TASK STATEMENT:
All of the listing should be output exactly, apart from the pictures.

INFORMATION:
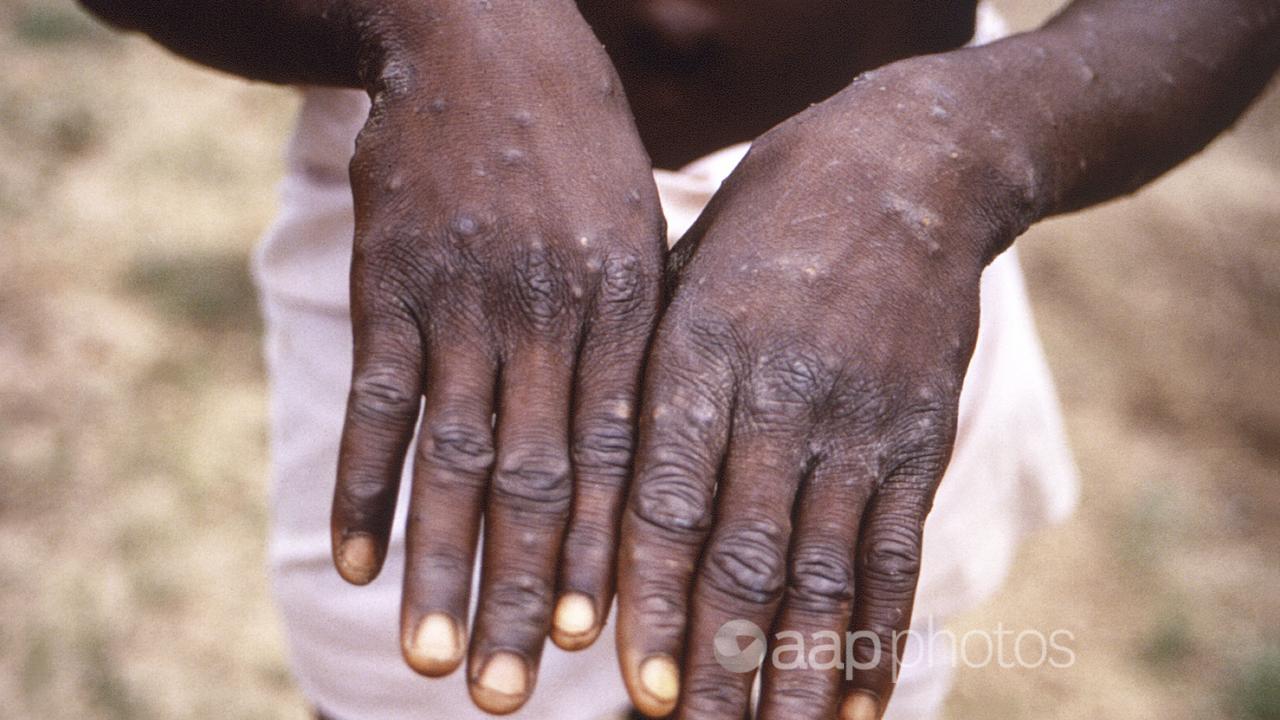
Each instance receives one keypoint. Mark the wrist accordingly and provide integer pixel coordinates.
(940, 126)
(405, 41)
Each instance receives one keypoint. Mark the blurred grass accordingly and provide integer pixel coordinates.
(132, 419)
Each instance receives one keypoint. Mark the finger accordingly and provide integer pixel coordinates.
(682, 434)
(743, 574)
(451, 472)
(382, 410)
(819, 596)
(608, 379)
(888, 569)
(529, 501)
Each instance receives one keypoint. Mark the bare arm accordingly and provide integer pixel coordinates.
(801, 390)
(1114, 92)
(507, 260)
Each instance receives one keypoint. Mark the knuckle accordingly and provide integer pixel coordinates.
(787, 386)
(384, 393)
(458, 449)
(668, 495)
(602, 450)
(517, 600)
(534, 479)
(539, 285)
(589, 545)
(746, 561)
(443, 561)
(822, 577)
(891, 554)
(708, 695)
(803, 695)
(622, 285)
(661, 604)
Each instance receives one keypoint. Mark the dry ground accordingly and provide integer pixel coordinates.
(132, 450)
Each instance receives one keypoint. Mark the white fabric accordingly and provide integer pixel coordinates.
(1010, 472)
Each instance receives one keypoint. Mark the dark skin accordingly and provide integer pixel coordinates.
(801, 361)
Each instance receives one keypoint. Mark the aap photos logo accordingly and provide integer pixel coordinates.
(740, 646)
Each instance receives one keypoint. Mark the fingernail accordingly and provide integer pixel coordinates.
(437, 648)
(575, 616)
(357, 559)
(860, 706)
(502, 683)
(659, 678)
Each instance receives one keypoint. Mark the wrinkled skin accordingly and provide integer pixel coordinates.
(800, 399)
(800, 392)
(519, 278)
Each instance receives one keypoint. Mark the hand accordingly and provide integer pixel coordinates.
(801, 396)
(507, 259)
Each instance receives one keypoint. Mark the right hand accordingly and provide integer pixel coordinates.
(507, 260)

ANSWER TO THE EXERCISE:
Each instance receives one keypoint. Mark the wrist accordingly and provide integer pixel coordinates.
(940, 126)
(405, 41)
Each instance receives one keypoint. Mark the blurred grass accordingly and provide integer pixel coordinates.
(132, 419)
Each instance receives one keypoint. Mark the finger accordingly and provide integer pixel coordinates.
(682, 434)
(743, 574)
(451, 472)
(382, 410)
(819, 596)
(608, 379)
(888, 569)
(529, 501)
Each instance receives one keypoint. Mark the bare arm accordingly and provide integer pixel coordinates.
(801, 390)
(1114, 92)
(507, 260)
Each instance receives one keypoint. Mark the knuckle accordingly and provide integer pixel coordinates.
(787, 386)
(384, 393)
(458, 449)
(668, 495)
(602, 450)
(517, 600)
(534, 479)
(539, 285)
(589, 545)
(746, 561)
(443, 561)
(822, 577)
(891, 554)
(708, 695)
(803, 695)
(622, 285)
(661, 604)
Each instance receives one keypoint. Mark the dry ground accordingly and provide integer pixel coordinates.
(132, 450)
Each instance receives one keypoint. Mark the white fabric accordingly and provide integer pixel coordinates.
(1010, 472)
Each instance receives one keypoint. Mark the dark skin accordingly and provide integer pixel coordinates.
(801, 361)
Each instance receives one keypoint. Mark the aap photos logo accordingly and provide integer pixel coordinates.
(740, 646)
Each instance receives one keypoint. Mark the fingernail accordingly and provide integer pixel coordinates.
(437, 648)
(575, 616)
(357, 559)
(860, 706)
(502, 683)
(659, 678)
Each instance receives one keypoint. Mark the wrinkled skin accordingly and provide integer pixel coordinates.
(800, 399)
(800, 392)
(519, 278)
Each instance receives one keypoint. Mark the hand accordingly and provide integer pixel coordinates.
(801, 396)
(507, 259)
Each instance receives one keypoint. Mark the right hand accordingly and provide integer pixel coordinates.
(507, 260)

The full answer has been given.